Task objective.
Count the lines in the items below that contain the word "minaret", and reply with only that number.

/---

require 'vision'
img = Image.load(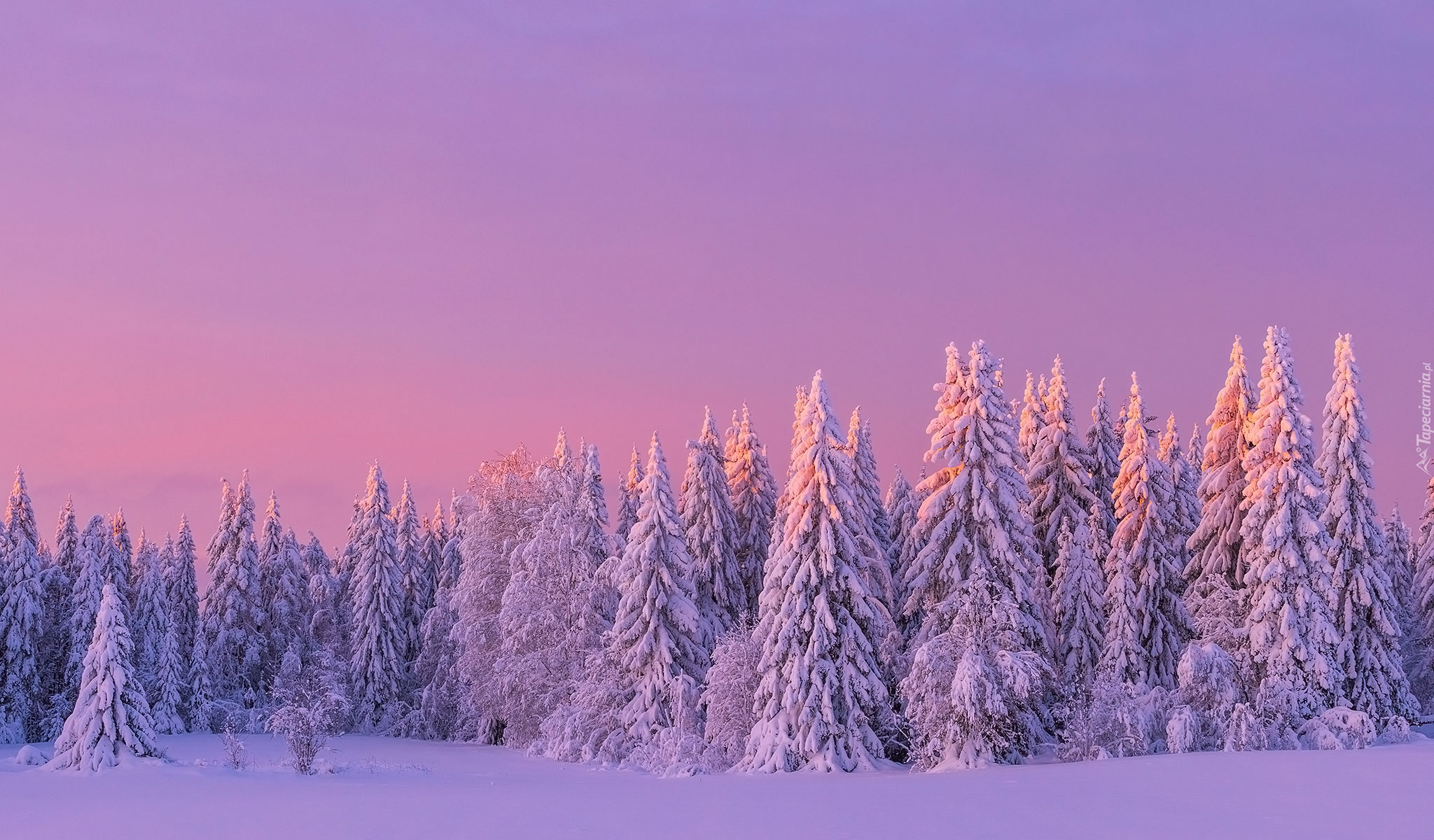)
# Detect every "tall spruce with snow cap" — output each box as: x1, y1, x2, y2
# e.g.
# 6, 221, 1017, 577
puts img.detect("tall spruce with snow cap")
390, 479, 438, 662
740, 371, 891, 773
165, 516, 200, 673
1052, 502, 1106, 687
349, 461, 407, 729
902, 341, 1051, 655
608, 433, 713, 743
727, 402, 777, 613
677, 409, 747, 639
846, 407, 896, 615
1025, 356, 1096, 578
1185, 337, 1255, 587
1017, 371, 1047, 469
614, 446, 643, 543
1101, 374, 1193, 688
0, 470, 44, 743
1085, 380, 1120, 545
1315, 334, 1418, 720
129, 531, 169, 696
1241, 327, 1345, 720
48, 582, 159, 771
201, 470, 264, 702
1160, 413, 1200, 582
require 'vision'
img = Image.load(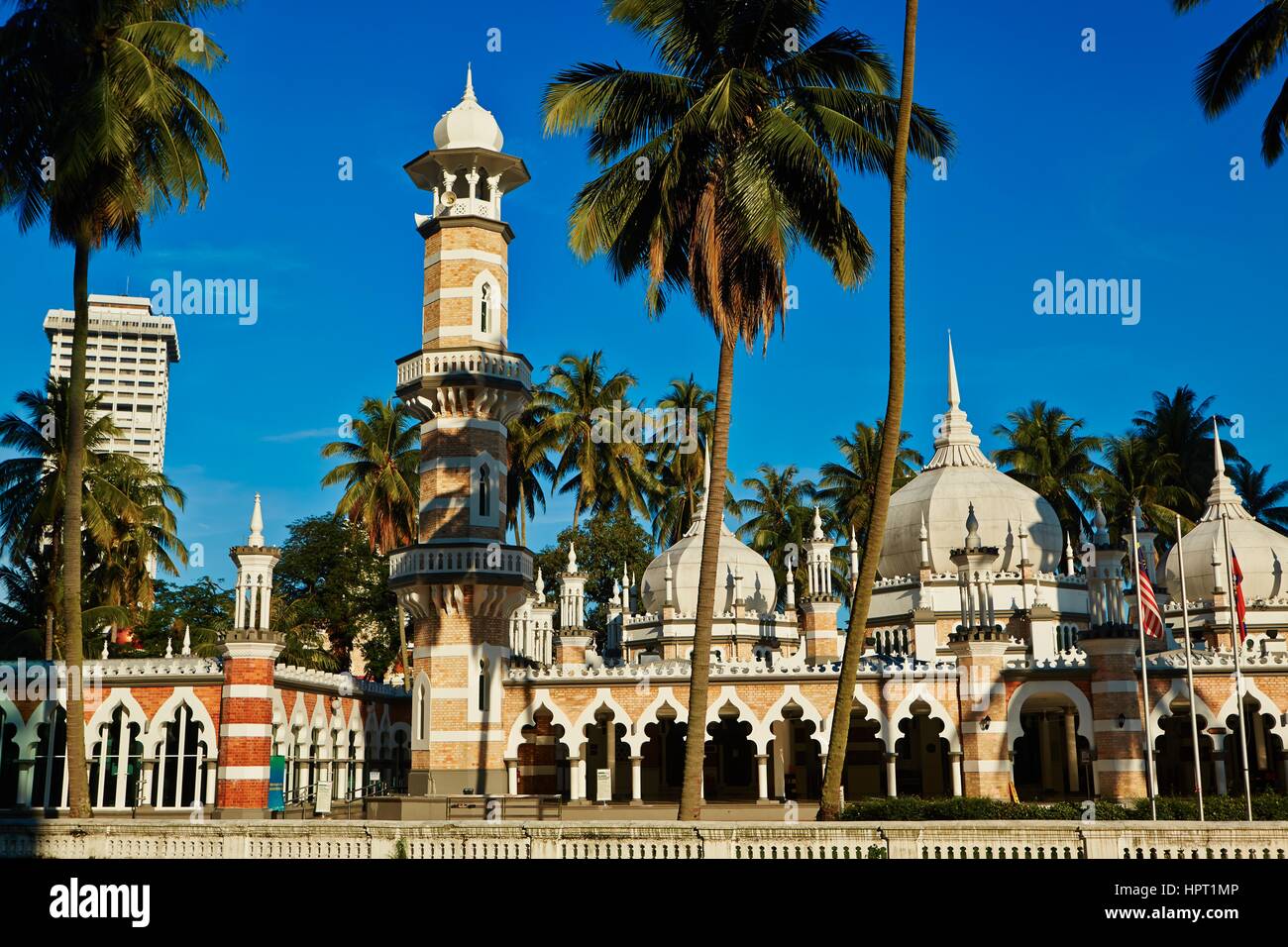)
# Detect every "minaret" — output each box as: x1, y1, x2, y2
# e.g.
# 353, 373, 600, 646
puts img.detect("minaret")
787, 506, 841, 665
215, 493, 284, 818
389, 71, 533, 795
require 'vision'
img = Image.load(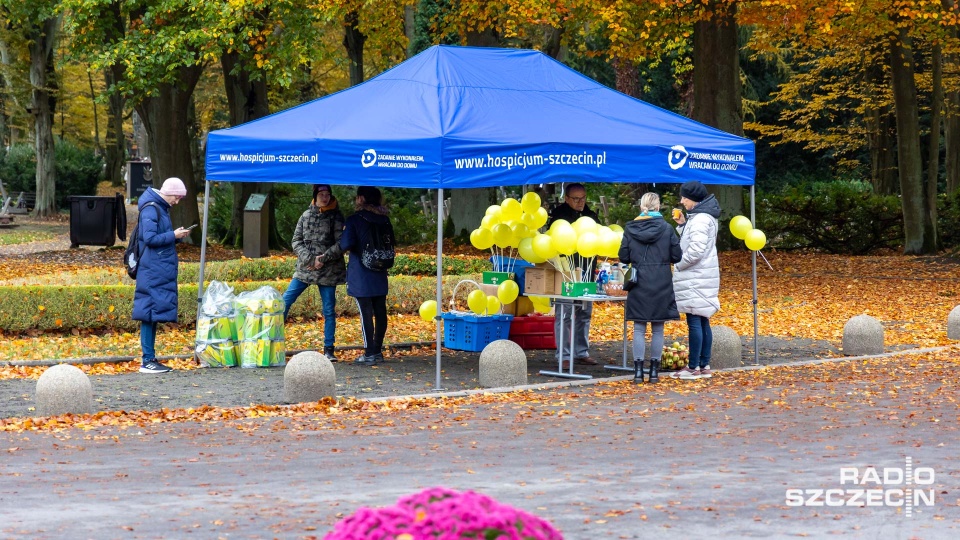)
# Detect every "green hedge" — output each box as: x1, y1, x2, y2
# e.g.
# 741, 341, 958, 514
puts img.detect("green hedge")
0, 274, 480, 332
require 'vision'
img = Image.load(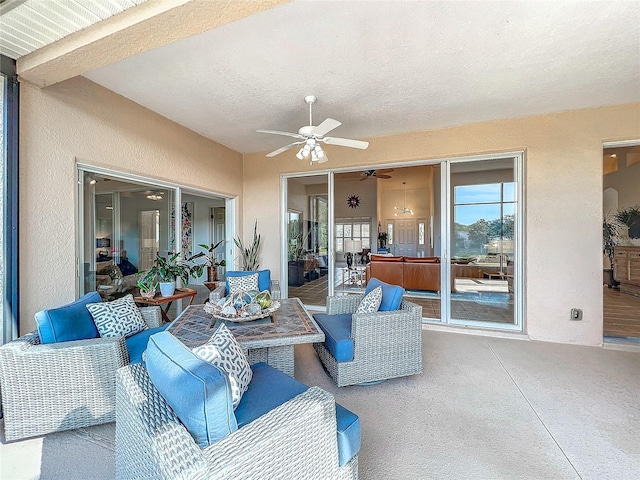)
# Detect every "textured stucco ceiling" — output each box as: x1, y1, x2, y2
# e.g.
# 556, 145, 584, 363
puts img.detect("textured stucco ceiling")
15, 1, 640, 155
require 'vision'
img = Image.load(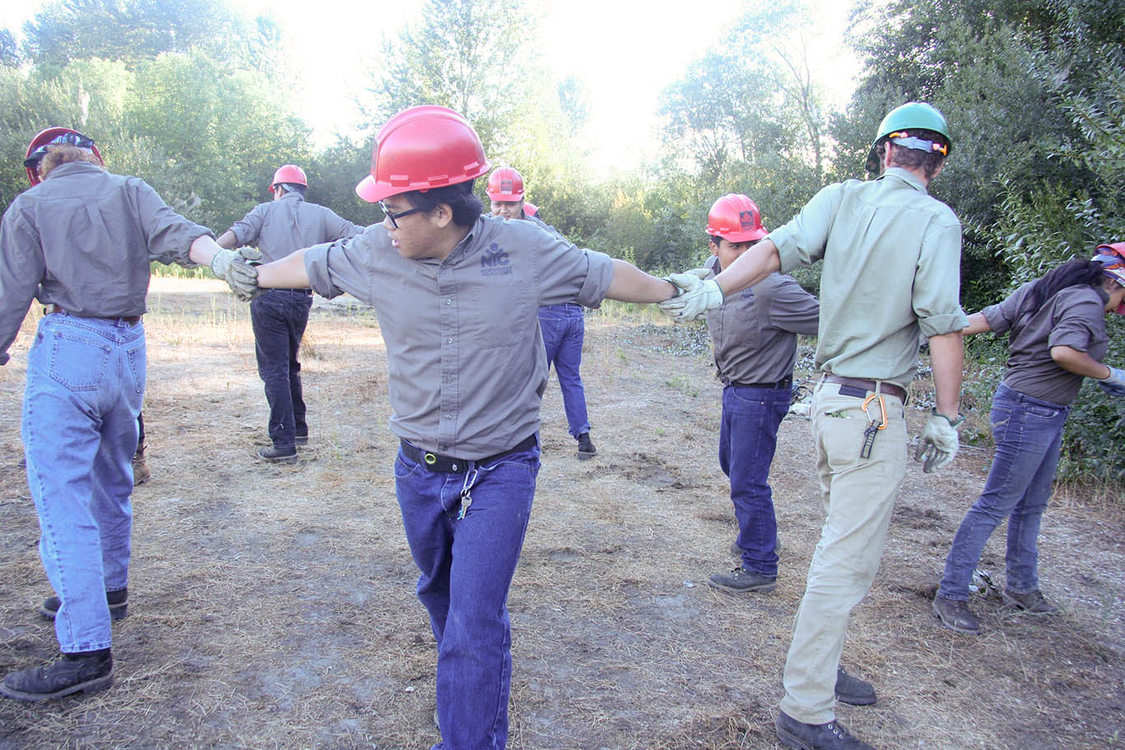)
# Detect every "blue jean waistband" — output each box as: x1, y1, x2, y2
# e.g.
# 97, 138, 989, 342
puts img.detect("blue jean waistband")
399, 434, 537, 473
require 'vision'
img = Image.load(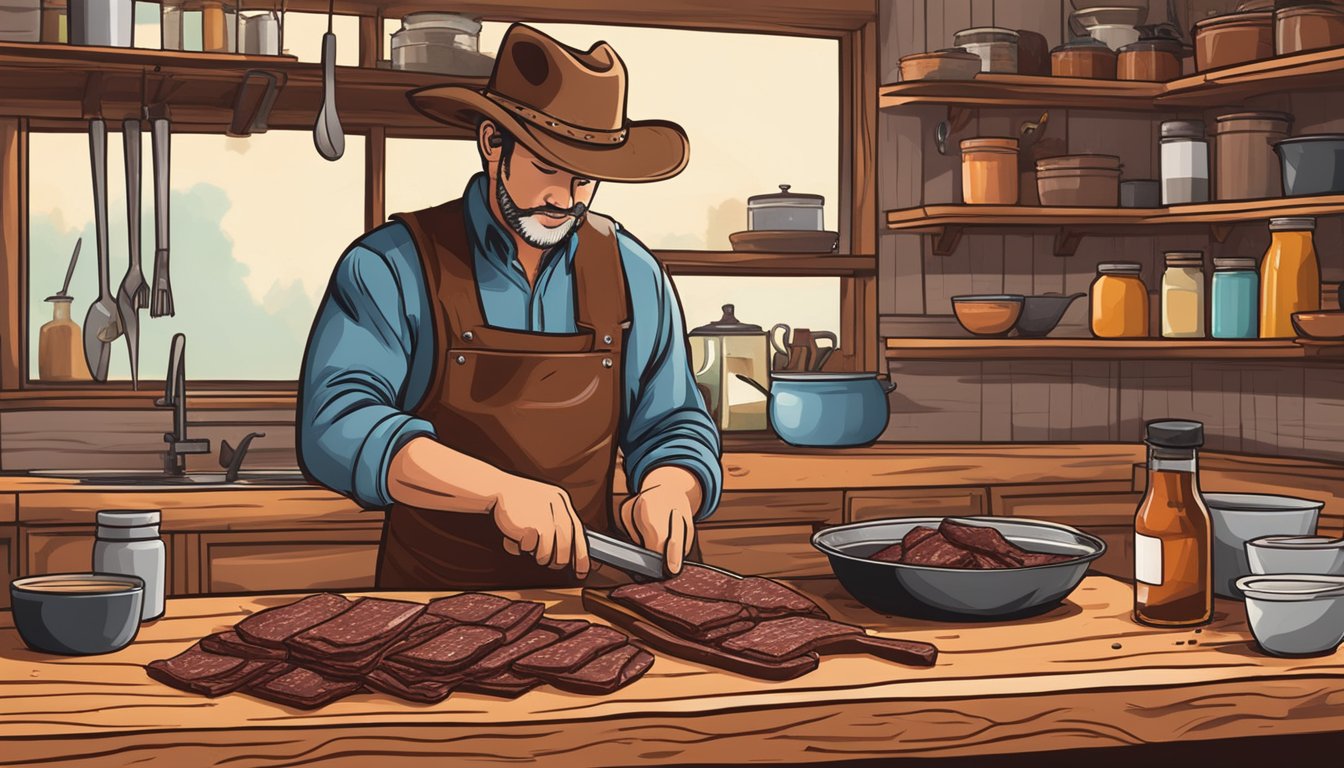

\---

Exercise result.
2